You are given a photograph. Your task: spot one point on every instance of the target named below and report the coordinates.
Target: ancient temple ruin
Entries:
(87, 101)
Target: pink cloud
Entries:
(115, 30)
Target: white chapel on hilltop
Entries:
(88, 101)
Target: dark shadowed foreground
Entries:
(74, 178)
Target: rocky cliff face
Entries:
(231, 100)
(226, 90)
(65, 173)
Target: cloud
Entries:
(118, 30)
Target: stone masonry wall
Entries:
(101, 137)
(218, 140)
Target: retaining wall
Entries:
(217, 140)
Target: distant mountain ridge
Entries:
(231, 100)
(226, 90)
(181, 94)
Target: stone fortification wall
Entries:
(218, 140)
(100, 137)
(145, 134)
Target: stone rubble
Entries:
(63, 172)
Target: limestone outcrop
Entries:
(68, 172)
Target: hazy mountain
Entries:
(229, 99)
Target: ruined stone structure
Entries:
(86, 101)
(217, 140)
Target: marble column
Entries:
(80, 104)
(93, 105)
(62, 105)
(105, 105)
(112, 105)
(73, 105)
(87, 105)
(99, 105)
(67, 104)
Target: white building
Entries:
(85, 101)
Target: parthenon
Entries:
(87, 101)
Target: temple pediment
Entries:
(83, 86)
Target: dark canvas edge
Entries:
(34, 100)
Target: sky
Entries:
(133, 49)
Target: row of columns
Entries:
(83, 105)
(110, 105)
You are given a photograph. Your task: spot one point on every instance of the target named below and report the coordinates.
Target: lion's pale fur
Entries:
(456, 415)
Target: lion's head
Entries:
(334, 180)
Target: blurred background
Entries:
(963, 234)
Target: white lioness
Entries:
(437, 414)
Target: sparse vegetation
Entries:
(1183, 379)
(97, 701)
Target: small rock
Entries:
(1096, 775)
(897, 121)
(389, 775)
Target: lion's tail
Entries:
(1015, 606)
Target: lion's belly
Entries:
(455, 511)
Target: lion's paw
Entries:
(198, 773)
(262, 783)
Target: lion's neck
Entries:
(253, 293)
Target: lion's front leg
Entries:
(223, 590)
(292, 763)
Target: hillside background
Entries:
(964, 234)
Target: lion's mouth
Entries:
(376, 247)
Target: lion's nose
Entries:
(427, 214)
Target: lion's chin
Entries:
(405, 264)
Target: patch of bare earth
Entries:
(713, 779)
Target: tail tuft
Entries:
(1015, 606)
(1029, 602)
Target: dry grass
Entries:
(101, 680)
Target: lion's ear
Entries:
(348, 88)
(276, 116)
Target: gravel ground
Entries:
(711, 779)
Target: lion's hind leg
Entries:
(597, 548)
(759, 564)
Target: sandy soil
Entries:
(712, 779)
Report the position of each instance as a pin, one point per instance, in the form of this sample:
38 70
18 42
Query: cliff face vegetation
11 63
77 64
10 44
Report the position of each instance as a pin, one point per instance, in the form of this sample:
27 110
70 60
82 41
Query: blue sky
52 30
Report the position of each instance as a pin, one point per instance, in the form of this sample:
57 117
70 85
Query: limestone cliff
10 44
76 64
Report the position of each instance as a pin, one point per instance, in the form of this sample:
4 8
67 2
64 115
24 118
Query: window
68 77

# # # #

## Task
The records given above are to be repeated in full, exactly.

## Solution for this problem
You are given a photograph. Your task: spot one point on every instance of the target named below and report the coordinates.
Target: ancient temple ruin
Entries:
(87, 101)
Target: pink cloud
Entries:
(115, 30)
Target: white chapel on hilltop
Entries:
(88, 101)
Target: dark shadowed foreground
Entries:
(74, 178)
Target: rocky cliff face
Entries:
(231, 100)
(226, 90)
(65, 173)
Target: cloud
Entries:
(118, 30)
Target: stone masonry wall
Entries:
(101, 137)
(218, 140)
Target: retaining wall
Entries:
(217, 140)
Target: distant mountain ridge
Entries:
(231, 100)
(226, 90)
(181, 94)
Target: stone fortification wall
Entries:
(218, 140)
(100, 137)
(145, 134)
Target: stone rubble
Entries:
(63, 172)
Target: limestone outcrop
Entries:
(68, 172)
Target: hazy mountain
Entries:
(229, 99)
Target: ruined stone structure
Entries:
(86, 101)
(217, 140)
Target: marble column
Entries:
(80, 104)
(93, 105)
(62, 105)
(105, 105)
(112, 105)
(73, 105)
(87, 105)
(99, 105)
(67, 104)
Target: white building
Entries:
(85, 101)
Target: parthenon
Entries:
(87, 101)
Target: temple pediment
Entries:
(83, 86)
Target: dark canvas edge
Entries:
(34, 100)
Target: sky
Entries:
(133, 49)
Target: row of columns
Entries:
(83, 105)
(110, 105)
You are given a photograph. Your task: spot one point on every instance of the target named below and report the coordinates.
Target: lion's pale fur
Entries:
(456, 415)
Target: lion's head
Entries:
(334, 180)
Target: blurred background
Entries:
(963, 234)
Target: white lioness
Entries:
(437, 414)
Target: sparse vegetation
Entries:
(1183, 379)
(97, 701)
Target: small rock
Entries:
(1096, 775)
(897, 121)
(389, 775)
Target: lion's tail
Entries:
(1015, 606)
Target: lion's belly
Entries:
(455, 511)
Target: lion's paw
Entries:
(198, 773)
(262, 783)
Target: lion's neck
Entries:
(253, 293)
Target: lion's front leg
Entries:
(223, 590)
(292, 763)
Target: hillside background
Entries:
(964, 234)
Target: lion's mouth
Entries:
(376, 247)
Target: lion's nose
Entries:
(427, 214)
Target: lion's chin
Entries:
(405, 264)
Target: patch of bare earth
Entries:
(713, 779)
Target: tail tuft
Entries:
(1015, 606)
(1029, 602)
Target: dry grass
Entries:
(101, 680)
Target: lion's ear
Entries:
(348, 88)
(276, 116)
Target: gravel ground
Entries:
(711, 779)
Target: lion's hind leg
Entries:
(597, 548)
(759, 564)
Target: sandy soil
Entries:
(712, 779)
Report the position of each instance as a pin, one point per instance, in the form of this sample:
38 70
18 42
Query: cliff face vegetation
11 63
77 64
10 44
Report the position of each instance as a pin, one point per instance, in the form of this sample:
27 110
70 60
82 41
Query: blue sky
52 30
Report the position of each instance as a pin, one point per instance, in the form of this sample:
57 117
70 85
Query: limestone cliff
10 44
76 64
Report the position of each instance as a pin, one point per instance, in the form of this sample:
4 8
67 2
64 115
24 118
Query: window
68 77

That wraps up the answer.